Jose Genao, 40, who lives on Denman Street in Elmhurst, had to put off surgery on his injured foot for nearly five months, waiting for his 7-story building’s elevator to be fixed. While the issue was resolved when ownership changed, he and his fellow tenants galvanized over other issues with the building.
Catholic Migration Services, based in Sunnyside, offered help to Genao and his neighbors, including Shea Colon, 28. The two acted as spokespeople for the elderly and disabled tenants in particular when bringing up concerns to management.
“We had to fight to push to be kept in the loop,” Genao said.
Genao and Colon were two of several participants in a presentation at the monthly meeting of Catholic Migration Services, held last Thursday in Woodside, which was geared toward raising awareness of a City Council bill, Introduction 214, which proposes providing legal counsel in housing court cases.
“This legislation can help people open up a new door for tenants,” Colon said, adding too many people don’t understand the system. “Like in criminal court, where you have a right to counsel, you should have a right to counsel for this. You could lose your home.”
Organizers of the event, which included skits depicting struggles tenants experience with landlords and discussion circles with lawyers, asserted that the bill, co-sponsored by several Queens lawmakers, would keep more from being evicted.
Catholic Migration Services is one of approximately 50 organizations, including legal services and tenant advocates, that as part of the Right to Counsel NYC Coalition supporting the bill, calls for appointing a civil justice coordinator in the city Department of Housing Preservation and Development, who will make a program to provide legal services for those who are eligible. The coordinator will ensure approved organizations are “providing competent legal services” and will compensate them, according to the bill.

▶ [Using the information]
A – In the tenant article, why did Jose Genao put off surgery on his injured foot for nearly five months? Answer in one to three sentences.
B – Retype part of the tenant article word for word, beginning at the words that have "Catholic Migration Services, based" and stopping after "housing court cases.".
The rows that come next have no role in this work.

▶ [Data under study]
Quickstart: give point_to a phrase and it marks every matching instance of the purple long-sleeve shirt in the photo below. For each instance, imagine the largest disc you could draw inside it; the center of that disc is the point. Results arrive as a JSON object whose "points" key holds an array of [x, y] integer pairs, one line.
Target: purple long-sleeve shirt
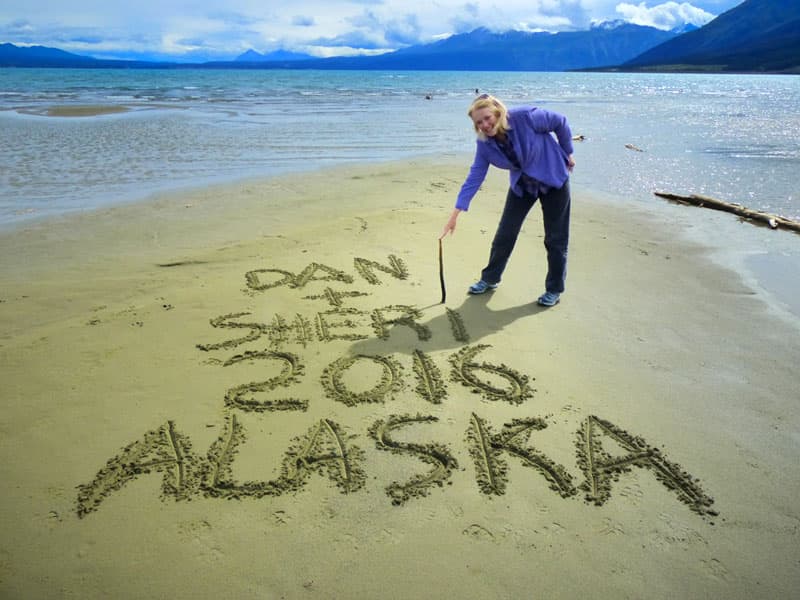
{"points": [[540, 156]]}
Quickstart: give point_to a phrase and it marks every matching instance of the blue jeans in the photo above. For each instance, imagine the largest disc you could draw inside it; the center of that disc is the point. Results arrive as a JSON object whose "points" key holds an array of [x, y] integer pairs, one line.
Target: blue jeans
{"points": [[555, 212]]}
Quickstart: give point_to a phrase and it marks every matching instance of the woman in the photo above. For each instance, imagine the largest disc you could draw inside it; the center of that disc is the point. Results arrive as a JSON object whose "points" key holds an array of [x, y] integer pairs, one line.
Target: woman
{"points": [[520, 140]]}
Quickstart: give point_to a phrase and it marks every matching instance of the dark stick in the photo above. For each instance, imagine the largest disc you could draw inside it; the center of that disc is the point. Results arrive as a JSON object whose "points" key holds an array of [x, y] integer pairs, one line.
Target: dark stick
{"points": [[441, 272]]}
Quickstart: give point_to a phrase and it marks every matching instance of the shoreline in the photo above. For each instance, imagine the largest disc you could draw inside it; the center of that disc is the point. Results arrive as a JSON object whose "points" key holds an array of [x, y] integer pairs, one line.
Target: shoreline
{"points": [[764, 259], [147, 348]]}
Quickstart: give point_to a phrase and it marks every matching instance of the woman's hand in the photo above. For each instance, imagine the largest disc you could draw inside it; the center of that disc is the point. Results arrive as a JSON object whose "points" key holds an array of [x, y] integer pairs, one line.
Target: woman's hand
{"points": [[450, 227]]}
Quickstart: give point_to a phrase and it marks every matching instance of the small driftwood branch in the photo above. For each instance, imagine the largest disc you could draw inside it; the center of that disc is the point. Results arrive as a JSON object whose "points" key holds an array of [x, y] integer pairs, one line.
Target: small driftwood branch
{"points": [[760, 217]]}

▶ [Answers to the problems]
A – He was waiting for the elevator in his 7-story building to be fixed. The issue was resolved when the building's ownership changed.

B –
Catholic Migration Services, based in Sunnyside, offered help to Genao and his neighbors, including Shea Colon, 28. The two acted as spokespeople for the elderly and disabled tenants in particular when bringing up concerns to management.
“We had to fight to push to be kept in the loop,” Genao said.
Genao and Colon were two of several participants in a presentation at the monthly meeting of Catholic Migration Services, held last Thursday in Woodside, which was geared toward raising awareness of a City Council bill, Introduction 214, which proposes providing legal counsel in housing court cases.